■ Document extract:

In this section basic models will be evaluated with regards to their accuracy, ROC- and Precision-Recall Curves. 

**Section Overview**
- [Evaluating Basic Models](#eval_basic_models)
    - [Model evaluation functions](#eval_functions)
    - [Kirk vs Picard](#kirkvpicard_eval)
        - [Overview](#kirkvpicard_overview_eval)
        - [Logistic Regression -  Kirk vs Picard](#kirkvpicard_logreg)
        - [Decision Tree -  Kirk vs Picard](#kirkvpicard_dectree)
        - [Bernoulli Native Bayes - Kirk vs Picard](#kirkvpicard_bayes)
        - [Random Forest - Kirk vs Picard](#krikvpicard_random_forest)
        - [Logistic Regression + tfidf - Kirk vs Picard](#krikvpicard_logreg_tfidf)
        - [Decision Tree + tfidf - Kirk vs Picard](#krikvpicard_dectree_tfidf)
        - [Bernoulli Naive Bayes + tfidf - Kirk vs Picard](#krikvpicard_bayes_tfidf)
    - [All Captains](#allc_eval)
        - [Overview](#allc_overview_eval)
        - [Logistic Regression -  All Captains](#allc_logreg)

■ Records shown:
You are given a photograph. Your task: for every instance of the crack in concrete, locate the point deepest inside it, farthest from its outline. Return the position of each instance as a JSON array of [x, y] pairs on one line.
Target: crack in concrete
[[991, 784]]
...
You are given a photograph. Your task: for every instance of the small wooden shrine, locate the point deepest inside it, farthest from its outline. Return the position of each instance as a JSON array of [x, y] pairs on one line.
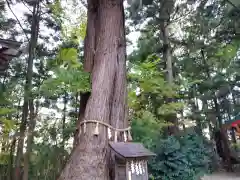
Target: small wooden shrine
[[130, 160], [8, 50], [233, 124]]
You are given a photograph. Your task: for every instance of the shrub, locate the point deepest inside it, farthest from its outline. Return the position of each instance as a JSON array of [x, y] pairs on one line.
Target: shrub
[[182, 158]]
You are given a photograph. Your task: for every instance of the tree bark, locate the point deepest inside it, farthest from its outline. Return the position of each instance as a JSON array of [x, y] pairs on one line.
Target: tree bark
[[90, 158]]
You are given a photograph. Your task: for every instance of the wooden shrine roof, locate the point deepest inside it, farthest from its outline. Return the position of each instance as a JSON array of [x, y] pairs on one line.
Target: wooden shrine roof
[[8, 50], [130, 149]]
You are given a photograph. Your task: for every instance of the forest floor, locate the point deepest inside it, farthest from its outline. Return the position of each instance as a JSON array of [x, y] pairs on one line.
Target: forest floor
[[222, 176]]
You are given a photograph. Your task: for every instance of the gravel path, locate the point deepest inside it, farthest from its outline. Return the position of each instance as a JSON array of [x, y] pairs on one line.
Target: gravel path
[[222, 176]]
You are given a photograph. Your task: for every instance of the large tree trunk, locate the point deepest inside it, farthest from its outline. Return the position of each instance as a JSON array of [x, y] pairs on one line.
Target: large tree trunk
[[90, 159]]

■ Task requirements:
#1 According to the section overview, what are the basic models evaluated on?
#2 Convert the part of the listing that opens with the line containing "of the large" and closes with the line containing "[[90, 159]]" into a Markdown table with columns Row and Line, numbering each row and omitting blank lines.

■ Answers to each task:
#1 Their accuracy, ROC curves and Precision-Recall curves.

#2
| Row | Line |
|---|---|
| 1 | You are given a photograph. Your task: for every instance of the large tree trunk, locate the point deepest inside it, farthest from its outline. Return the position of each instance as a JSON array of [x, y] pairs on one line. |
| 2 | Target: large tree trunk |
| 3 | [[90, 159]] |